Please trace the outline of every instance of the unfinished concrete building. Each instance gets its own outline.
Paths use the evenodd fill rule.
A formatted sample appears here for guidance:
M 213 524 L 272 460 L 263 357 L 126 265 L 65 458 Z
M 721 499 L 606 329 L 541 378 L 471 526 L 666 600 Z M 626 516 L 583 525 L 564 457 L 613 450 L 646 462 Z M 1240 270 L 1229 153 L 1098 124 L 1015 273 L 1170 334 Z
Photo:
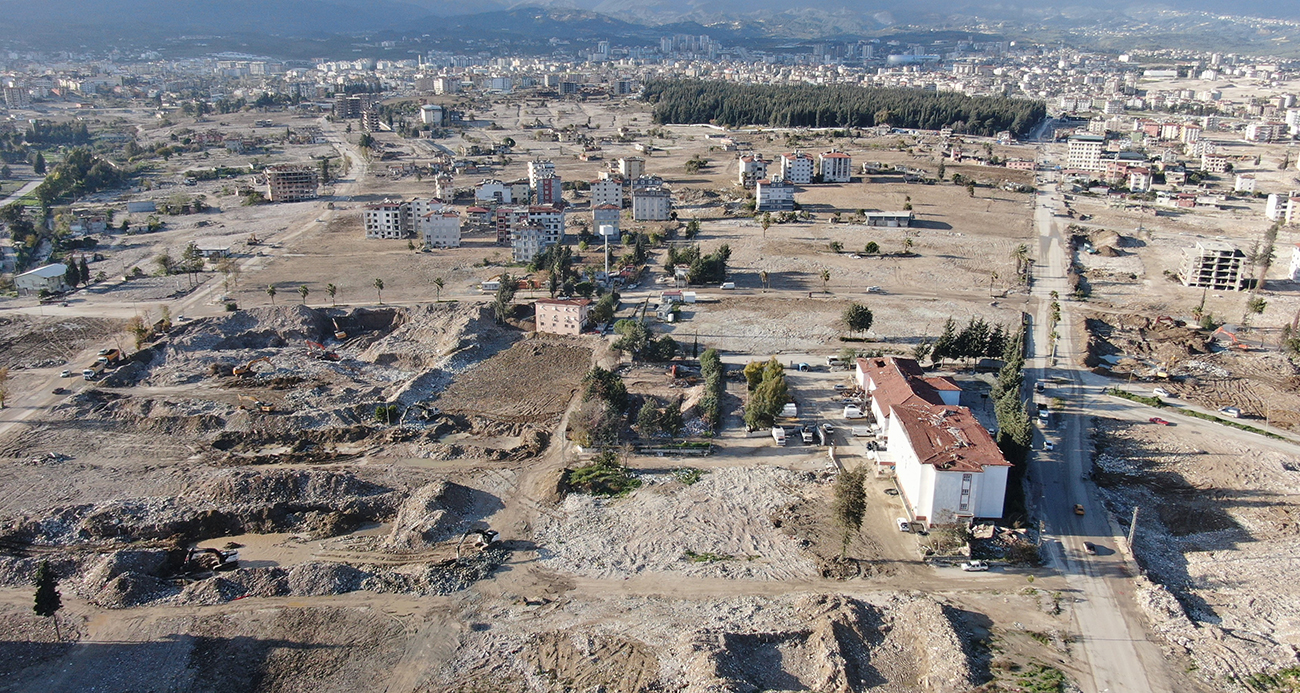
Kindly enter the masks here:
M 282 164 L 266 166 L 266 194 L 270 202 L 316 199 L 316 169 Z
M 1214 291 L 1249 289 L 1245 254 L 1222 241 L 1197 241 L 1195 248 L 1183 248 L 1178 278 L 1183 286 Z

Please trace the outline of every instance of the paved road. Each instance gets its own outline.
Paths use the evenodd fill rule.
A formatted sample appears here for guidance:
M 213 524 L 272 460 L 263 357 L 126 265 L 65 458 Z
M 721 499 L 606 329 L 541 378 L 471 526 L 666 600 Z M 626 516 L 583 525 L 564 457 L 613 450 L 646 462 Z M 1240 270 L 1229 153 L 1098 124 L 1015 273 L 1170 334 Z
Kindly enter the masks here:
M 1049 395 L 1062 397 L 1074 410 L 1056 419 L 1049 433 L 1058 438 L 1056 454 L 1041 454 L 1031 468 L 1032 494 L 1044 520 L 1049 563 L 1060 569 L 1075 595 L 1075 614 L 1079 620 L 1084 657 L 1092 672 L 1091 681 L 1080 681 L 1084 690 L 1093 693 L 1167 692 L 1160 649 L 1147 640 L 1143 619 L 1132 601 L 1131 563 L 1114 550 L 1114 529 L 1105 508 L 1097 501 L 1095 489 L 1083 480 L 1088 464 L 1088 416 L 1091 399 L 1101 398 L 1096 389 L 1084 387 L 1082 374 L 1074 367 L 1080 363 L 1072 308 L 1062 300 L 1062 324 L 1056 328 L 1060 342 L 1054 354 L 1049 345 L 1052 332 L 1052 291 L 1065 296 L 1069 259 L 1061 230 L 1053 211 L 1061 208 L 1054 186 L 1039 195 L 1035 218 L 1039 226 L 1039 252 L 1034 296 L 1037 309 L 1031 337 L 1031 372 L 1039 378 L 1065 378 L 1069 385 L 1057 385 Z M 1083 506 L 1084 515 L 1076 515 L 1074 506 Z M 1102 546 L 1101 554 L 1088 555 L 1084 541 Z

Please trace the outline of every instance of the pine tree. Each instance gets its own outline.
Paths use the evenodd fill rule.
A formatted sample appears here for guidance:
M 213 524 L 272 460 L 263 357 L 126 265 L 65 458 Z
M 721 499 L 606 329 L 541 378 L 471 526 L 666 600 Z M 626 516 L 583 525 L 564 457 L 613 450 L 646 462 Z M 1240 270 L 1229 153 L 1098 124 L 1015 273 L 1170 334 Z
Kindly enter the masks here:
M 55 614 L 64 607 L 64 601 L 58 594 L 58 577 L 49 568 L 48 560 L 42 560 L 40 566 L 36 567 L 35 582 L 36 605 L 32 607 L 32 611 L 40 618 L 55 619 L 55 637 L 62 640 L 64 636 L 58 632 L 58 619 Z

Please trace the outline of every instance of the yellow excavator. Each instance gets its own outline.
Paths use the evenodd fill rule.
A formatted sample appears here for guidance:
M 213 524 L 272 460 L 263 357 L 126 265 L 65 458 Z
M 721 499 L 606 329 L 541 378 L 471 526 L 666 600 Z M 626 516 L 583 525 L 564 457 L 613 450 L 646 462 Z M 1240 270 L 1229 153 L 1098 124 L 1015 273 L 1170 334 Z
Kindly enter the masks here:
M 248 361 L 248 363 L 246 363 L 243 365 L 237 365 L 237 367 L 234 367 L 234 369 L 231 369 L 231 373 L 234 373 L 235 376 L 239 376 L 239 377 L 244 377 L 244 376 L 252 374 L 252 367 L 256 365 L 256 364 L 259 364 L 259 363 L 261 363 L 261 361 L 270 363 L 270 356 L 263 356 L 260 359 L 254 359 L 254 360 L 251 360 L 251 361 Z
M 276 411 L 276 406 L 270 402 L 263 402 L 255 397 L 239 395 L 239 408 L 248 411 L 260 411 L 263 413 L 270 413 Z

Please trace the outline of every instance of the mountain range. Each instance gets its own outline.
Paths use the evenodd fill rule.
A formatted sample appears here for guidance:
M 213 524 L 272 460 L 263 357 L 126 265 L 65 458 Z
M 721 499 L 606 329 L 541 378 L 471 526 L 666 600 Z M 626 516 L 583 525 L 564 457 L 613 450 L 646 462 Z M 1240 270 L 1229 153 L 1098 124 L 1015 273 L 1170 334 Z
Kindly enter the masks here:
M 722 40 L 815 39 L 874 35 L 900 25 L 954 29 L 976 21 L 1105 27 L 1160 20 L 1165 9 L 1300 20 L 1300 3 L 1265 0 L 0 0 L 6 27 L 0 30 L 0 44 L 69 49 L 231 35 L 261 44 L 272 38 L 358 34 L 540 42 L 551 36 L 653 42 L 672 33 L 707 33 Z

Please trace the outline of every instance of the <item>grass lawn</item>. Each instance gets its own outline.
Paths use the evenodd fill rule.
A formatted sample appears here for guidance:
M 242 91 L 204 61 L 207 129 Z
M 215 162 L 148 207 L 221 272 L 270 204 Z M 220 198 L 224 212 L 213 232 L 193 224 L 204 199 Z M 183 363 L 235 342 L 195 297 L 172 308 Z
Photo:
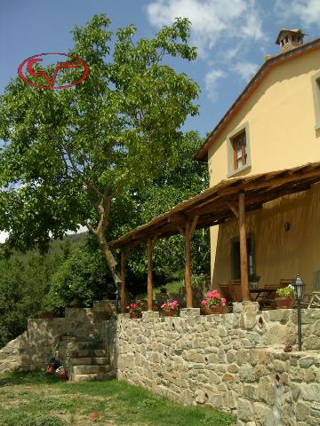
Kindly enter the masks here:
M 1 426 L 224 426 L 235 418 L 183 406 L 116 380 L 68 383 L 45 373 L 0 375 Z

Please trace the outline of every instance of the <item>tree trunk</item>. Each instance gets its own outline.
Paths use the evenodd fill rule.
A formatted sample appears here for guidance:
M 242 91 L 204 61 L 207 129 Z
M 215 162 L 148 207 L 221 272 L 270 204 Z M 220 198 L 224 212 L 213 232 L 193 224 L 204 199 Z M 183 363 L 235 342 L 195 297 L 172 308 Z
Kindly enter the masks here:
M 116 286 L 121 284 L 121 275 L 116 269 L 117 262 L 110 250 L 107 239 L 106 239 L 106 228 L 108 224 L 108 217 L 110 211 L 111 200 L 109 198 L 104 198 L 100 201 L 98 206 L 98 211 L 100 216 L 99 225 L 97 229 L 94 229 L 90 224 L 86 223 L 86 226 L 94 235 L 98 238 L 101 253 L 107 261 L 107 264 L 109 267 L 112 274 L 112 278 Z

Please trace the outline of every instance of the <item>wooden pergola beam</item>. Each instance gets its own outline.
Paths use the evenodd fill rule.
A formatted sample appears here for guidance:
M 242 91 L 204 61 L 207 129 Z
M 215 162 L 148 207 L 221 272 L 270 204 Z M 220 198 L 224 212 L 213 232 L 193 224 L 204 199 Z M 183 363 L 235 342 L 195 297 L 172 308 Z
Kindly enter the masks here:
M 195 229 L 199 219 L 196 215 L 192 221 L 188 221 L 185 227 L 185 254 L 186 254 L 186 271 L 185 271 L 185 285 L 186 285 L 186 297 L 187 308 L 193 307 L 192 297 L 192 283 L 191 283 L 191 240 L 195 233 Z
M 239 193 L 240 269 L 243 300 L 251 300 L 248 280 L 248 253 L 246 244 L 245 195 Z
M 153 300 L 153 255 L 155 250 L 156 241 L 157 240 L 157 235 L 153 236 L 148 241 L 147 243 L 147 252 L 148 252 L 148 311 L 152 311 L 152 300 Z
M 121 288 L 120 288 L 120 310 L 125 312 L 125 265 L 130 248 L 125 247 L 121 250 Z

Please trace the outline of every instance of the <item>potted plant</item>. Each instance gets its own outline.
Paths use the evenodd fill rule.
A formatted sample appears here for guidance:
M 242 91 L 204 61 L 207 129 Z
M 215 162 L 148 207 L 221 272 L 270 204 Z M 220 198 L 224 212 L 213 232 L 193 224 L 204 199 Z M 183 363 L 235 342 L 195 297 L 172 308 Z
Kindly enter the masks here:
M 252 290 L 255 290 L 257 288 L 258 282 L 260 278 L 261 277 L 260 275 L 257 275 L 256 273 L 251 273 L 249 275 L 250 288 Z
M 202 312 L 204 315 L 210 313 L 222 313 L 223 306 L 227 300 L 221 297 L 218 290 L 208 291 L 205 298 L 201 302 Z
M 165 317 L 177 317 L 179 315 L 179 304 L 176 300 L 165 302 L 161 305 L 162 312 Z
M 129 311 L 130 318 L 141 318 L 142 317 L 142 308 L 140 304 L 133 303 L 130 306 L 127 306 Z
M 291 284 L 283 288 L 278 288 L 276 293 L 277 297 L 275 298 L 275 302 L 277 308 L 289 309 L 293 306 L 293 287 Z
M 161 302 L 156 302 L 156 304 L 152 306 L 152 311 L 154 312 L 158 312 L 161 309 Z
M 50 318 L 53 318 L 54 313 L 51 312 L 44 312 L 38 313 L 38 318 L 41 320 L 49 320 Z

.....

Challenge — Reproduce the listing from its first line through the line containing "M 1214 291 L", including both ends, and omit the pictures from your answer.

Complete response —
Please trace the outline of every instance of the unfinished concrete building. Each instance gets its own outline.
Paths use the evenodd fill rule.
A formatted sample appears here for guidance:
M 213 524 L 272 460 L 263 357 L 126 265 L 65 458 Z
M 721 499 L 606 329 L 541 378 L 471 526 L 666 600 Z M 626 516 L 583 525 L 564 457 L 613 450 L 646 462 Z M 1240 270 L 1229 153 L 1098 124 L 1015 273 L 1170 334 Z
Photo:
Kindly enter the masks here:
M 282 164 L 266 166 L 266 194 L 270 202 L 316 199 L 316 169 Z
M 1214 291 L 1249 289 L 1245 254 L 1222 241 L 1197 241 L 1195 248 L 1183 248 L 1178 278 L 1183 286 Z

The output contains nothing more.